§ The task
Report each of the lines below that contains the string "floral", copying every such line in full.

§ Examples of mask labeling
--

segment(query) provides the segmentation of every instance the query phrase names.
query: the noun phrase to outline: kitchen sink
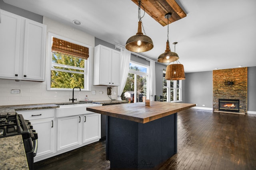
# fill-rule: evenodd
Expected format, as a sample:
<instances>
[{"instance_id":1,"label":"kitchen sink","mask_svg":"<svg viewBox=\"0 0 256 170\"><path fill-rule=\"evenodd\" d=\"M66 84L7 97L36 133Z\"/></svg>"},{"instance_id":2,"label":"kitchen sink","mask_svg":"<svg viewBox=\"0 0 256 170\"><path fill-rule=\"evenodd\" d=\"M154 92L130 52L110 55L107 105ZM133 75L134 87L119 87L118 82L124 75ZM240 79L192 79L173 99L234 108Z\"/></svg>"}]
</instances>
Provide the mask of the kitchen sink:
<instances>
[{"instance_id":1,"label":"kitchen sink","mask_svg":"<svg viewBox=\"0 0 256 170\"><path fill-rule=\"evenodd\" d=\"M85 114L91 113L91 111L86 110L86 107L100 106L101 104L93 103L60 105L60 107L56 108L56 117L61 117Z\"/></svg>"},{"instance_id":2,"label":"kitchen sink","mask_svg":"<svg viewBox=\"0 0 256 170\"><path fill-rule=\"evenodd\" d=\"M77 104L67 104L65 105L59 105L60 108L67 108L67 107L78 107L79 106Z\"/></svg>"}]
</instances>

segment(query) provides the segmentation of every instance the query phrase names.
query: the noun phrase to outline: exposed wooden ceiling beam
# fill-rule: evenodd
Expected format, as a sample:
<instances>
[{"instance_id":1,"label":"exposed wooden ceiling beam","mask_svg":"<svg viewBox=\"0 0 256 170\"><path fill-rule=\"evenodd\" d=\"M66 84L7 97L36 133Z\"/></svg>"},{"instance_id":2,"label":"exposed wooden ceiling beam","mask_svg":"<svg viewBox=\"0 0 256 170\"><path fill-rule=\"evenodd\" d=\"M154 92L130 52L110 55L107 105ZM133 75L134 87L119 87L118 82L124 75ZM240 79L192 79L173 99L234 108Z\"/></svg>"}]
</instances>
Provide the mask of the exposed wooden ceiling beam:
<instances>
[{"instance_id":1,"label":"exposed wooden ceiling beam","mask_svg":"<svg viewBox=\"0 0 256 170\"><path fill-rule=\"evenodd\" d=\"M137 0L132 0L137 5ZM167 19L164 16L167 13L172 13L169 18L169 23L174 22L187 15L174 0L142 0L142 10L145 11L163 26L167 25Z\"/></svg>"}]
</instances>

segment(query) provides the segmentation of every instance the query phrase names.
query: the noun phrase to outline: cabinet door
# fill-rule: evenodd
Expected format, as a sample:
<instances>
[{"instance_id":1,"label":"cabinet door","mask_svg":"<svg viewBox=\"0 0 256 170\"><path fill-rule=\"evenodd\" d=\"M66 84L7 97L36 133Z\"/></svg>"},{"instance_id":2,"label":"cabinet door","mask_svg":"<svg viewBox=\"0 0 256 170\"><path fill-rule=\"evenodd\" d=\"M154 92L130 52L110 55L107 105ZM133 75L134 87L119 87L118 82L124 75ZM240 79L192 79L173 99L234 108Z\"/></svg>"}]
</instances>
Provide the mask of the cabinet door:
<instances>
[{"instance_id":1,"label":"cabinet door","mask_svg":"<svg viewBox=\"0 0 256 170\"><path fill-rule=\"evenodd\" d=\"M111 50L104 46L100 47L100 83L102 85L111 85Z\"/></svg>"},{"instance_id":2,"label":"cabinet door","mask_svg":"<svg viewBox=\"0 0 256 170\"><path fill-rule=\"evenodd\" d=\"M120 86L120 53L112 51L111 85Z\"/></svg>"},{"instance_id":3,"label":"cabinet door","mask_svg":"<svg viewBox=\"0 0 256 170\"><path fill-rule=\"evenodd\" d=\"M57 150L81 144L82 116L70 116L58 119Z\"/></svg>"},{"instance_id":4,"label":"cabinet door","mask_svg":"<svg viewBox=\"0 0 256 170\"><path fill-rule=\"evenodd\" d=\"M46 27L25 20L22 79L44 81Z\"/></svg>"},{"instance_id":5,"label":"cabinet door","mask_svg":"<svg viewBox=\"0 0 256 170\"><path fill-rule=\"evenodd\" d=\"M98 113L84 115L83 143L101 137L100 115Z\"/></svg>"},{"instance_id":6,"label":"cabinet door","mask_svg":"<svg viewBox=\"0 0 256 170\"><path fill-rule=\"evenodd\" d=\"M16 15L2 10L1 14L0 78L18 78L21 19Z\"/></svg>"},{"instance_id":7,"label":"cabinet door","mask_svg":"<svg viewBox=\"0 0 256 170\"><path fill-rule=\"evenodd\" d=\"M38 133L38 148L35 158L53 153L54 151L54 132L55 125L53 117L30 121Z\"/></svg>"}]
</instances>

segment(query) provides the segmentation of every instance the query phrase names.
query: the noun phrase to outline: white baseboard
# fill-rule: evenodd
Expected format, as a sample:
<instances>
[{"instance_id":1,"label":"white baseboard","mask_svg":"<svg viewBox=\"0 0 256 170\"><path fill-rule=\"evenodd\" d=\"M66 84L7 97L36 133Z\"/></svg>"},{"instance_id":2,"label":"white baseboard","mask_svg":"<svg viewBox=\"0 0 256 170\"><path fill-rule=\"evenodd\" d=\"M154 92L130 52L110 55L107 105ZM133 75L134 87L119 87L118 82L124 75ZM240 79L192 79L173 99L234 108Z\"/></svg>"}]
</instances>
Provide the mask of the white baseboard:
<instances>
[{"instance_id":1,"label":"white baseboard","mask_svg":"<svg viewBox=\"0 0 256 170\"><path fill-rule=\"evenodd\" d=\"M211 107L191 107L191 109L202 109L202 110L213 110L213 109Z\"/></svg>"},{"instance_id":2,"label":"white baseboard","mask_svg":"<svg viewBox=\"0 0 256 170\"><path fill-rule=\"evenodd\" d=\"M248 114L254 114L256 115L256 111L247 111Z\"/></svg>"}]
</instances>

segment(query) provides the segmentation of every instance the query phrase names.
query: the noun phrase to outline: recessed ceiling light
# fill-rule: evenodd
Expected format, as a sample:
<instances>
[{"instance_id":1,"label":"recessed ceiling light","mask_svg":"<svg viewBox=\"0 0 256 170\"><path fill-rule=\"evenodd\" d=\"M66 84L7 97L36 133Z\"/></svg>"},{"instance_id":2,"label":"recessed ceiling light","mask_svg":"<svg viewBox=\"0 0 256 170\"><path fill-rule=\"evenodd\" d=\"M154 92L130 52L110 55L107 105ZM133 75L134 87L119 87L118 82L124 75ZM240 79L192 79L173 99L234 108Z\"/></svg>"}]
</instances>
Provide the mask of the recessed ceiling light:
<instances>
[{"instance_id":1,"label":"recessed ceiling light","mask_svg":"<svg viewBox=\"0 0 256 170\"><path fill-rule=\"evenodd\" d=\"M80 25L82 24L82 22L79 20L73 20L73 23L74 24L76 25Z\"/></svg>"}]
</instances>

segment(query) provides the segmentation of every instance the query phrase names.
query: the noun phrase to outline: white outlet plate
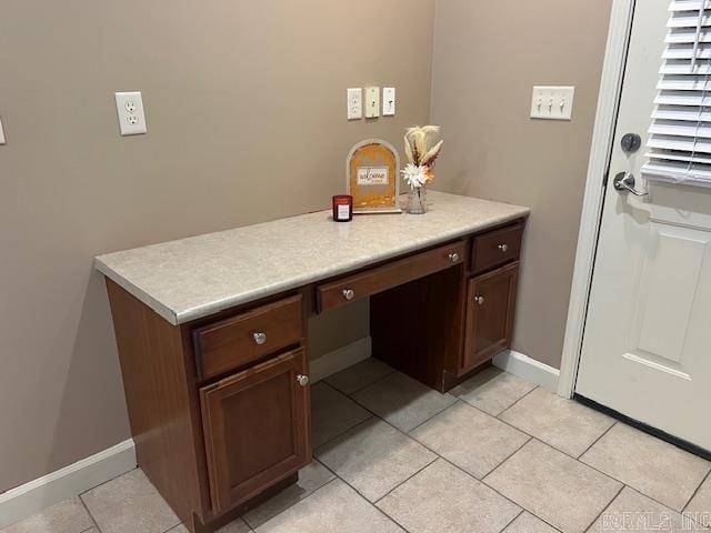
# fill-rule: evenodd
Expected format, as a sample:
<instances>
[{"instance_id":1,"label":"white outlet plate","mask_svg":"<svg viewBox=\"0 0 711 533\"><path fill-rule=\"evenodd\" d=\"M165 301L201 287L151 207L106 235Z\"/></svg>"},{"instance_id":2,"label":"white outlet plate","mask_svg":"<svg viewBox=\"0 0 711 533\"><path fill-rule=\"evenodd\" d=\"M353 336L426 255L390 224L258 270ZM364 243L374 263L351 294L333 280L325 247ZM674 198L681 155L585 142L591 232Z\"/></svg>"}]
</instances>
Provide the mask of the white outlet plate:
<instances>
[{"instance_id":1,"label":"white outlet plate","mask_svg":"<svg viewBox=\"0 0 711 533\"><path fill-rule=\"evenodd\" d=\"M365 88L365 118L374 119L380 117L380 88Z\"/></svg>"},{"instance_id":2,"label":"white outlet plate","mask_svg":"<svg viewBox=\"0 0 711 533\"><path fill-rule=\"evenodd\" d=\"M574 87L535 86L531 97L531 118L545 120L571 120Z\"/></svg>"},{"instance_id":3,"label":"white outlet plate","mask_svg":"<svg viewBox=\"0 0 711 533\"><path fill-rule=\"evenodd\" d=\"M140 135L148 131L143 98L138 91L117 92L116 110L119 115L119 129L122 135Z\"/></svg>"},{"instance_id":4,"label":"white outlet plate","mask_svg":"<svg viewBox=\"0 0 711 533\"><path fill-rule=\"evenodd\" d=\"M347 90L348 93L348 120L363 118L363 90L354 87Z\"/></svg>"},{"instance_id":5,"label":"white outlet plate","mask_svg":"<svg viewBox=\"0 0 711 533\"><path fill-rule=\"evenodd\" d=\"M382 88L382 115L392 117L395 114L395 88Z\"/></svg>"}]
</instances>

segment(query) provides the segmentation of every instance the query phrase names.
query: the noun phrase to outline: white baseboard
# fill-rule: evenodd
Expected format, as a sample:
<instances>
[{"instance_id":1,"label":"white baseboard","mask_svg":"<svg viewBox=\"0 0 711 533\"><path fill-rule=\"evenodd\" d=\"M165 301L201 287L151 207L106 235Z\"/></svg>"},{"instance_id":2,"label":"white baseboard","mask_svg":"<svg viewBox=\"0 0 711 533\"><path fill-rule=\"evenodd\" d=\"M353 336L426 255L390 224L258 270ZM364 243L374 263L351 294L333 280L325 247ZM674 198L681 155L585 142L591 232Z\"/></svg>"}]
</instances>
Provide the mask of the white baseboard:
<instances>
[{"instance_id":1,"label":"white baseboard","mask_svg":"<svg viewBox=\"0 0 711 533\"><path fill-rule=\"evenodd\" d=\"M370 358L371 339L363 336L356 342L339 348L311 361L311 383L317 383L331 374L348 369Z\"/></svg>"},{"instance_id":2,"label":"white baseboard","mask_svg":"<svg viewBox=\"0 0 711 533\"><path fill-rule=\"evenodd\" d=\"M523 380L528 380L531 383L558 393L560 370L549 366L545 363L535 361L513 350L507 350L493 358L493 364L513 375L518 375Z\"/></svg>"},{"instance_id":3,"label":"white baseboard","mask_svg":"<svg viewBox=\"0 0 711 533\"><path fill-rule=\"evenodd\" d=\"M136 469L129 439L0 494L0 530Z\"/></svg>"}]
</instances>

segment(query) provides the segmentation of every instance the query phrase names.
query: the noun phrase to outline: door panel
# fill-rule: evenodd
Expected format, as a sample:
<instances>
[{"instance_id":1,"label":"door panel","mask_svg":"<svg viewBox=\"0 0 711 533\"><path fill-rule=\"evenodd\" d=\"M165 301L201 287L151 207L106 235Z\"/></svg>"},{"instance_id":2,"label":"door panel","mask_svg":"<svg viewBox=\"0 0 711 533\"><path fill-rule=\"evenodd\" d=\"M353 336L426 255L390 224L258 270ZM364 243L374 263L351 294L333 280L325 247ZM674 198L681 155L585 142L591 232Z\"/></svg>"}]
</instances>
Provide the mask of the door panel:
<instances>
[{"instance_id":1,"label":"door panel","mask_svg":"<svg viewBox=\"0 0 711 533\"><path fill-rule=\"evenodd\" d=\"M467 338L460 374L511 344L519 263L469 281Z\"/></svg>"},{"instance_id":2,"label":"door panel","mask_svg":"<svg viewBox=\"0 0 711 533\"><path fill-rule=\"evenodd\" d=\"M212 505L226 511L310 461L306 352L296 350L200 391Z\"/></svg>"},{"instance_id":3,"label":"door panel","mask_svg":"<svg viewBox=\"0 0 711 533\"><path fill-rule=\"evenodd\" d=\"M640 173L662 63L668 0L637 2L575 392L711 450L711 191ZM639 133L625 153L620 139ZM612 180L610 180L612 181Z\"/></svg>"}]
</instances>

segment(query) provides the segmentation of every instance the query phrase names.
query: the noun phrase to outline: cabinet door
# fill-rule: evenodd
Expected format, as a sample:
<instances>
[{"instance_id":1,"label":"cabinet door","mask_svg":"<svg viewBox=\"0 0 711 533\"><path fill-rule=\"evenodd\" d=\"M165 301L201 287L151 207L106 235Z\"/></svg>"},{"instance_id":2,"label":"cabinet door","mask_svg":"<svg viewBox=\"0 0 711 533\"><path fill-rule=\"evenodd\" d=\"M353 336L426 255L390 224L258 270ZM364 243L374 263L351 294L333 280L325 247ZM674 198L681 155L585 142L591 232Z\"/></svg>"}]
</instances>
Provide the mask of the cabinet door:
<instances>
[{"instance_id":1,"label":"cabinet door","mask_svg":"<svg viewBox=\"0 0 711 533\"><path fill-rule=\"evenodd\" d=\"M311 460L306 352L294 350L200 390L216 513Z\"/></svg>"},{"instance_id":2,"label":"cabinet door","mask_svg":"<svg viewBox=\"0 0 711 533\"><path fill-rule=\"evenodd\" d=\"M469 281L462 373L511 344L518 274L513 263Z\"/></svg>"}]
</instances>

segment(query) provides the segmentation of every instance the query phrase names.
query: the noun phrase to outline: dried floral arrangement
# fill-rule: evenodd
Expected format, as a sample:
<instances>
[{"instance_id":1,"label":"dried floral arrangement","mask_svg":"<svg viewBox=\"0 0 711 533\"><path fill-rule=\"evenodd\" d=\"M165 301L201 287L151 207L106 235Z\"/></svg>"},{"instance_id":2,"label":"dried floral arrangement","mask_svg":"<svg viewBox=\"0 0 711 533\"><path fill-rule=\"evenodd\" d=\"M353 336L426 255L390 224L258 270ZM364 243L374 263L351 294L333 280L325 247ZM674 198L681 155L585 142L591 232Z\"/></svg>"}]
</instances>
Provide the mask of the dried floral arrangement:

--

§ Complete response
query: the noun phrase to outline: dried floral arrangement
[{"instance_id":1,"label":"dried floral arrangement","mask_svg":"<svg viewBox=\"0 0 711 533\"><path fill-rule=\"evenodd\" d=\"M165 301L201 287L151 207L106 235Z\"/></svg>"},{"instance_id":2,"label":"dried floral arrangement","mask_svg":"<svg viewBox=\"0 0 711 533\"><path fill-rule=\"evenodd\" d=\"M353 336L426 255L390 224L258 270ZM364 243L374 263L351 294L333 280L325 247ZM674 198L681 155L585 142L591 232Z\"/></svg>"}]
Provide the mask of the dried floral arrangement:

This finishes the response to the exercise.